Your goal — The response must consist of the records below, copied exactly.

Extracted records:
....
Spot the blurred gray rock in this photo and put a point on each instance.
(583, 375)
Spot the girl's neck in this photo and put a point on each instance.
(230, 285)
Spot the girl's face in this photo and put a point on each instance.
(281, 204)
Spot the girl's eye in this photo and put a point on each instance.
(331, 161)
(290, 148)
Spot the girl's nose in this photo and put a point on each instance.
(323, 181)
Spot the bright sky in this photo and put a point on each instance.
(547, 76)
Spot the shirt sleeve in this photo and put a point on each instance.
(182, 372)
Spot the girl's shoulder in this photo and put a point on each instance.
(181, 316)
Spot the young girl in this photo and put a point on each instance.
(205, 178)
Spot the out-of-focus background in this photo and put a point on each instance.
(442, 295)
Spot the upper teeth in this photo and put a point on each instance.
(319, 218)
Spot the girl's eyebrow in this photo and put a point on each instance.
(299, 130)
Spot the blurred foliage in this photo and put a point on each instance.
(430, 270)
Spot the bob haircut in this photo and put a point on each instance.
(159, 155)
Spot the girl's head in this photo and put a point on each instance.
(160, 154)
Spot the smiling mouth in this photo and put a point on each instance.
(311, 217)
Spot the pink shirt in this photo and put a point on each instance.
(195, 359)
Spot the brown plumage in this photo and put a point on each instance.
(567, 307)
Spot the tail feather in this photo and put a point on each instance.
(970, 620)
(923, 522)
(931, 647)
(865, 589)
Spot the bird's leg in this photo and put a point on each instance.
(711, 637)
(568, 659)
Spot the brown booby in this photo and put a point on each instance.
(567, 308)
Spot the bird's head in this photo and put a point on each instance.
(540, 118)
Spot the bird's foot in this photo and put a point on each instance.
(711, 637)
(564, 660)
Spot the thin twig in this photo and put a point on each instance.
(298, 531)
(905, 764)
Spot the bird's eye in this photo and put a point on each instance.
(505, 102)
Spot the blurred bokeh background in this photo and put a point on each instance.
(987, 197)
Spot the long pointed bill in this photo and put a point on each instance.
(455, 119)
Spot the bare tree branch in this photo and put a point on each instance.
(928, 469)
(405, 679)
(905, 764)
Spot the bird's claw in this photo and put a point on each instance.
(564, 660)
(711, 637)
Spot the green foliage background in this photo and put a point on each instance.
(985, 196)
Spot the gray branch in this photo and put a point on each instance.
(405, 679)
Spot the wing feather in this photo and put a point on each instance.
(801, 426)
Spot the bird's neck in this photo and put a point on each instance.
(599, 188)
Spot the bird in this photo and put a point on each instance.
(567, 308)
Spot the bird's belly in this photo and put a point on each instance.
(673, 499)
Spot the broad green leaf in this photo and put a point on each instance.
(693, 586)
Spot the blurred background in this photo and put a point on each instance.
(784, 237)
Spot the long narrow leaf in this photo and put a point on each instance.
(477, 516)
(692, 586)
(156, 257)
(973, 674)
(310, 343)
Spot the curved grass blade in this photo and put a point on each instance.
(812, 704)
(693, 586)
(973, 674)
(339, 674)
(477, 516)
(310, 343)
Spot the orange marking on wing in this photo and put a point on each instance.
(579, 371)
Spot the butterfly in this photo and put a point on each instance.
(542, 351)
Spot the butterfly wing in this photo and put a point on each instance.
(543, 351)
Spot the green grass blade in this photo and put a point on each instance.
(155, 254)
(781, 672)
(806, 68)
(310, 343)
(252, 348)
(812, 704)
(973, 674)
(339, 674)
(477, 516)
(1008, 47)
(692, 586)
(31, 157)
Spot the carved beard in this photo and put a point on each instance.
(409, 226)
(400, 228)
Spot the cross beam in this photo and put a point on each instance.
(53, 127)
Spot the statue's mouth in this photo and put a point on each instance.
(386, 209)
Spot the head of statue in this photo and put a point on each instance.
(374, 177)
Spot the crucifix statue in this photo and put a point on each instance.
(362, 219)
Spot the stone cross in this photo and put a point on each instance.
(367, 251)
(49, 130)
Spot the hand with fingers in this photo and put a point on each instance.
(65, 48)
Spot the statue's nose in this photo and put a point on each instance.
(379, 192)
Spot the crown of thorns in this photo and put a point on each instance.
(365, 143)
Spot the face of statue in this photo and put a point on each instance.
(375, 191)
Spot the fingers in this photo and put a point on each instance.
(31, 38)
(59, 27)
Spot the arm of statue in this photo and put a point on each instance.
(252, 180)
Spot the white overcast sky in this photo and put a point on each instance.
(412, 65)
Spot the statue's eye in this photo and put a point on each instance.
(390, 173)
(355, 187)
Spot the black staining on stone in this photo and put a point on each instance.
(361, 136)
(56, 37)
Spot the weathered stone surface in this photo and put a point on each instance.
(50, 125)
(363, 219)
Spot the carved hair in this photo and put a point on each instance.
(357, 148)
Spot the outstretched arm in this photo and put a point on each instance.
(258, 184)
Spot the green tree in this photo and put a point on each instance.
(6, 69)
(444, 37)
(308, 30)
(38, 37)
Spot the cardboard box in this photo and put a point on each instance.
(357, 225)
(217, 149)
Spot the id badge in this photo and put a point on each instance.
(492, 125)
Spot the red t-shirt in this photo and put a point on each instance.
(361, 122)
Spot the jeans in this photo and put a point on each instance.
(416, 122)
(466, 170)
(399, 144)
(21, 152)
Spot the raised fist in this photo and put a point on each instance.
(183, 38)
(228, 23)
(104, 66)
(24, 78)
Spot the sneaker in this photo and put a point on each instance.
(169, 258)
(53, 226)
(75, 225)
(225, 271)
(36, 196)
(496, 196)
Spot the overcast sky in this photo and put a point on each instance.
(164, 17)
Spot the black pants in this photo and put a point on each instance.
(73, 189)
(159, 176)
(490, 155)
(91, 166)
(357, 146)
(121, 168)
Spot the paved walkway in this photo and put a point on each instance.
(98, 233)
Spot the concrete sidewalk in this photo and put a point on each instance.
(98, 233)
....
Exercise output —
Spot the blurred gray rock in this photo and put a point on each instance.
(583, 375)
Spot the girl's neck in this photo and put a point on each instance.
(230, 285)
Spot the girl's face in this photo and put a point on each instance.
(281, 204)
Spot the girl's eye in this photo and put a point on each instance.
(331, 161)
(290, 148)
Spot the girl's nose in this photo and put a point on each instance.
(323, 181)
Spot the bright sky in this photo and put a point on each instance.
(547, 76)
Spot the shirt sleeve in this photo and put a point on each instance.
(182, 372)
Spot the girl's shoulder in this photo and put a point on each instance.
(181, 316)
Spot the young girl in this photo and put a point on each instance.
(205, 178)
Spot the out-of-focus background in this photo and put a point on each instance.
(442, 295)
Spot the upper teeth in this photo and put a point on each instance.
(319, 218)
Spot the girl's eyebrow in this photo and put a point on each instance.
(299, 130)
Spot the blurred foliage in this photo and put a point on each instance.
(430, 270)
Spot the bob haircut in this photo and put a point on each instance.
(159, 155)
Spot the girl's head in this photo and put a point on each instance.
(160, 154)
Spot the smiling mouth in this photo and put a point on each instance.
(311, 217)
Spot the pink shirt in this photo and put a point on each instance.
(195, 359)
Spot the brown plumage in this photo and put a point on each instance.
(567, 307)
Spot the tail feather in this photo and put a point on each instance.
(970, 620)
(923, 522)
(931, 647)
(865, 589)
Spot the bird's leg in this photo and put a point on each instance.
(711, 637)
(568, 659)
Spot the brown booby in this photo and put a point on each instance.
(567, 308)
Spot the bird's head in this photo and put a point on each instance.
(540, 118)
Spot the bird's foot in this photo and put a point on each instance.
(711, 637)
(564, 660)
Spot the thin twig in this photo and put a point on each instance.
(298, 531)
(905, 764)
Spot the bird's eye in this photo and put a point on each instance.
(505, 102)
Spot the blurred bokeh background in this photo and put a point on each instance.
(987, 197)
Spot the long pointed bill in this photo and put a point on each instance.
(455, 119)
Spot the bare tree branch in this photo and put a point on each instance.
(928, 469)
(405, 679)
(905, 764)
Spot the bird's claw in this photo and put a point on each instance.
(564, 660)
(711, 637)
Spot the green foliage background in this photo and put a point on each instance.
(985, 196)
Spot the gray branch in this photo and put a point on each instance.
(405, 679)
Spot the wing feather in this photo and put a point on each instance.
(801, 426)
Spot the bird's neck in this photo and put a point on each instance.
(599, 188)
Spot the bird in this photo and put a point on each instance.
(567, 308)
Spot the bird's belly in this photo and put a point on each instance.
(673, 499)
Spot the broad green leaf in this photo and put a point on each instance.
(693, 586)
Spot the blurred background in this photo and put a point on each instance.
(784, 237)
Spot the long narrow leaf in this photo and put a point on each instance.
(477, 516)
(692, 586)
(156, 257)
(973, 674)
(310, 343)
Spot the curved grass blade in this photo and put a point on each instance.
(812, 704)
(693, 586)
(973, 674)
(339, 674)
(477, 516)
(310, 343)
Spot the orange marking on wing in this photo and put a point on each instance.
(579, 371)
Spot the butterfly in this photo and put a point on each instance.
(542, 351)
Spot the butterfly wing in this photo and put a point on each instance.
(543, 351)
Spot the green grass blade in this photo and put a point on each instance.
(155, 254)
(781, 672)
(806, 68)
(310, 343)
(252, 348)
(812, 704)
(973, 674)
(339, 674)
(477, 516)
(1008, 47)
(692, 586)
(31, 157)
Spot the carved beard in this photo and put a point on each instance.
(409, 226)
(400, 228)
Spot the cross beam in this photo and put a point on each instance.
(53, 127)
Spot the statue's mouth in this photo and put a point on each instance.
(386, 209)
Spot the head of statue in this photo and put a point on each instance.
(374, 177)
Spot the crucifix statue in this photo and put a point on each instance.
(362, 219)
Spot the stone cross in this photo and put a point on each instance.
(367, 251)
(49, 130)
Spot the hand with fingers in this photo and put a point on each instance.
(65, 48)
Spot the statue's nose in this photo and put a point on each instance.
(379, 192)
Spot the crown of thorns in this photo and put a point on each instance.
(365, 143)
Spot the face of statue in this photo and put a point on each instance.
(375, 191)
Spot the fingers in this photo and put a point on each instance.
(31, 38)
(59, 27)
Spot the arm of statue in this photo and put a point on each instance.
(252, 180)
Spot the white overcast sky in this photo and put a point on each instance.
(412, 65)
Spot the statue's eye in this photo and put a point on each instance.
(390, 173)
(355, 187)
Spot the black staining on stone in this photo and put a point on each instance.
(361, 136)
(56, 37)
Spot the weathered stone surface in this photo and put a point on each instance.
(50, 125)
(363, 219)
Spot the carved hair in this photo and put a point on each instance.
(357, 148)
Spot the outstretched arm in this photo and put a point on each instance.
(258, 184)
Spot the green tree in this photo and put a point on each instance.
(6, 69)
(444, 37)
(308, 30)
(38, 37)
Spot the cardboard box in this photo and put a point on each instance.
(357, 225)
(217, 149)
Spot the id badge in this photo and put a point on each instance.
(492, 125)
Spot the red t-shirt in this photo and put a point on each instance.
(361, 122)
Spot the jeans in this photo and put a point on each instance.
(416, 122)
(466, 170)
(399, 144)
(21, 152)
Spot the raised fist in this photo and put a point on each instance.
(183, 38)
(228, 23)
(104, 66)
(24, 78)
Spot the sneaker in this photo and put a point on each instance.
(169, 258)
(53, 226)
(75, 225)
(225, 271)
(36, 196)
(496, 196)
Spot the overcast sky in this photo and put a point on each instance.
(164, 17)
Spot the black pants in this photo and put a point on each instance.
(73, 189)
(159, 176)
(490, 155)
(91, 166)
(357, 146)
(121, 168)
Spot the paved walkway in this photo and put a point on each instance.
(98, 233)
Spot the concrete sidewalk in this photo and put a point on each instance.
(98, 233)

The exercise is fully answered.